* **Selected extract**:
════════════════════

Governor Eardley Wilmot was appointed the first president of the Hobart Savings Bank, first Vice-President was Colonial Secretary James Bicheno. Walker was the first Manager and convict Mary Yeoman the first depositor. Like Mary, many of the Savings Bank customers could not write or sign their names, so Walker completed their bank forms and added notes to aid in identification, with details such as height, weight, country of origin and even: “Now a teetotaller, formerly a great drunkard.”
A full range of occupations were represented among the customers – a comedian, linguist, butler, ginger beer manufacturer’s daughter, cook at the Whaler’s Return, groom, whaler and javelin man at the gaol.
Customers could deposit their small sums from 9am to 7pm, Monday to Friday and Saturday 9am-9pm. These long opening hours were to suit the needs of people who could not leave their workplace during the day to get their banking done. Depositors outside of Hobart could send their bank books via the postal service, with the cash enclosed. Deposits were limited to a maximum of £30 and customers were charged 6 pence for their bank books. Outside of Hobart, the offices of the Police Magistrates performed the role of bank branches, taking deposits for customers around the island.
The bank grew steadily and by 1853 Walker decided to leave the drapery business and focus completely on the management of the Hobart Savings Bank. New premises were leased in 1855 in the Stone Buildings, corner of Murray and Macquarie Street, opposite St David’s cathedral.

════════════════════

* **Entries shown**:
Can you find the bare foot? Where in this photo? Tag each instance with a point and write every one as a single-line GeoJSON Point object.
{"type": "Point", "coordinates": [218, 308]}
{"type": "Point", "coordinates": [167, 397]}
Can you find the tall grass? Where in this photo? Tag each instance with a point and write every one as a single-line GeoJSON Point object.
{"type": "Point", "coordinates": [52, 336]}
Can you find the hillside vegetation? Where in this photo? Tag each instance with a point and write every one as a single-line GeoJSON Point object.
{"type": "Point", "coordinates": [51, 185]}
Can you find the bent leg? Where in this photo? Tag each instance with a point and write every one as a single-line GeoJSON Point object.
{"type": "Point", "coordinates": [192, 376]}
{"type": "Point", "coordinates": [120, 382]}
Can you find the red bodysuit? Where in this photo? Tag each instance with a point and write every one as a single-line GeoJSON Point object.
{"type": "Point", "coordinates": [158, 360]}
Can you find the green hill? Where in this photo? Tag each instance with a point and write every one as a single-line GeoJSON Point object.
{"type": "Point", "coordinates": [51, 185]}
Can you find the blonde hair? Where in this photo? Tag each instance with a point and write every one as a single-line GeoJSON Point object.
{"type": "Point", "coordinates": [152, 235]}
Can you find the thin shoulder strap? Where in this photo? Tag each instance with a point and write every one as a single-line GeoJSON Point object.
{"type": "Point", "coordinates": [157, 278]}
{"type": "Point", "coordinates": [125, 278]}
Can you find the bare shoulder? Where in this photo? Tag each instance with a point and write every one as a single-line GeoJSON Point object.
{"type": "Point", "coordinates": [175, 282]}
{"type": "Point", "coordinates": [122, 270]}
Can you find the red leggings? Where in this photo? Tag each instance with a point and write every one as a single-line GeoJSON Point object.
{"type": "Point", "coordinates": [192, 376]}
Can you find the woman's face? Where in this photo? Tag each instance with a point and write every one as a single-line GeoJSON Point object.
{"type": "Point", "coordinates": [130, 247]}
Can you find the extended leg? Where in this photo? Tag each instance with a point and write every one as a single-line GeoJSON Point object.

════════════════════

* **What is asked**:
#1 According to the passage about the Hobart Savings Bank, what was the largest deposit a customer could make?
#2 Reproduce the stretch of the passage about the Hobart Savings Bank from "A full range" through "at the gaol.".
Rely only on the passage about the Hobart Savings Bank.

* **Answers for the exercise**:
#1 Deposits were limited to a maximum of £30.

#2
A full range of occupations were represented among the customers – a comedian, linguist, butler, ginger beer manufacturer’s daughter, cook at the Whaler’s Return, groom, whaler and javelin man at the gaol.